• _課題 1_: セガンの幼少年期を扱った本文によると、セガンの生誕の地はどこか。

• _本文_:
------------------------------------------------------------

『フランス人の自画像』とセガン 2

○本日の心象風景 雨上がりのユリ

○早朝風雨強し。本格的な梅雨空。
セガンの幼少年期の「自画像」
 「セガンは自身の生育に関わることはあまり語っていない。回想記述が断片的に残っているが、それが生誕の地クラムシーでのことなのか、あるいは母方祖母の家に身を預けられていた時のことなのか、明記されていないのがほとんどである。セガン自身による史実の誤認もある。そうしたことから、セガンの生育史については、いわば、寓話化されて語られてきた観がある。今もなお曖昧模糊としていることは否めない。戸籍調査でセガンの父方母方の社会階層が明確になったことによって、19世紀前半期のフランス社会におけるブルジョア階級の子育て風習や生誕の地クラムシーの産業・経済・文化状況(「貧困」の一言につきる)などを重ね合わせると、セガンの幼少年期について、おおよそ次のようなストーリーを描くことができるだろう。

------------------------------------------------------------

• _提供された行_:
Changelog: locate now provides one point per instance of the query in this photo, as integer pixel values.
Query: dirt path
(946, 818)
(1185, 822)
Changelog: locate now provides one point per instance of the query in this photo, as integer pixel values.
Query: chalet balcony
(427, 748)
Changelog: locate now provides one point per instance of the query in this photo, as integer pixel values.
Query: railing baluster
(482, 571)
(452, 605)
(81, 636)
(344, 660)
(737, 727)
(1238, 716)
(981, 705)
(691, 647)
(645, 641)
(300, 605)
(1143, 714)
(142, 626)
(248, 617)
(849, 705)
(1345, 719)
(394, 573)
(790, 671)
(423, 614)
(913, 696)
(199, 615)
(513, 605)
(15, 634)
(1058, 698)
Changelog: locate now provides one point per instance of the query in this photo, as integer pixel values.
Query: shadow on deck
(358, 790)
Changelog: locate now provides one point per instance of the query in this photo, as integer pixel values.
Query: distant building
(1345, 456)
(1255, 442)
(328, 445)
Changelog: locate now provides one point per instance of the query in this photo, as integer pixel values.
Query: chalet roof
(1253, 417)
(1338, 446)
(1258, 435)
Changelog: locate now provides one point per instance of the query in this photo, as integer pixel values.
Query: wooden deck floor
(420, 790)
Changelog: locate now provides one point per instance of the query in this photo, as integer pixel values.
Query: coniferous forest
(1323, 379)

------------------------------------------------------------

• _課題 2_: 上の行を依頼文も含めてすべて書き直し、答えにある座標の数値を2.2倍に拡大して整数に丸めよ（0.5は切り上げ）。

• _解答 1_: クラムシー

• _解答 2_:
Changelog: locate now provides one point per instance of the query in this photo, as integer pixel values.
Query: dirt path
(2081, 1800)
(2607, 1808)
Changelog: locate now provides one point per instance of the query in this photo, as integer pixel values.
Query: chalet balcony
(939, 1646)
Changelog: locate now provides one point per instance of the query in this photo, as integer pixel values.
Query: railing baluster
(1060, 1256)
(994, 1331)
(178, 1399)
(757, 1452)
(1621, 1599)
(2724, 1575)
(2158, 1551)
(1520, 1423)
(1419, 1410)
(660, 1331)
(2515, 1571)
(312, 1377)
(546, 1357)
(1868, 1551)
(2959, 1582)
(867, 1261)
(1738, 1476)
(931, 1351)
(2009, 1531)
(438, 1353)
(1129, 1331)
(33, 1395)
(2328, 1536)
Changelog: locate now provides one point per instance of the query in this photo, as integer pixel values.
Query: shadow on deck
(788, 1738)
Changelog: locate now provides one point per instance of the query in this photo, as integer pixel values.
Query: distant building
(2959, 1003)
(2761, 972)
(722, 979)
Changelog: locate now provides one point per instance of the query in this photo, as integer pixel values.
Query: chalet roof
(2757, 917)
(2944, 981)
(2768, 957)
Changelog: locate now provides one point per instance of the query in this photo, as integer pixel values.
Query: wooden deck floor
(924, 1738)
Changelog: locate now provides one point per instance of the query in this photo, as integer pixel values.
Query: coniferous forest
(2911, 834)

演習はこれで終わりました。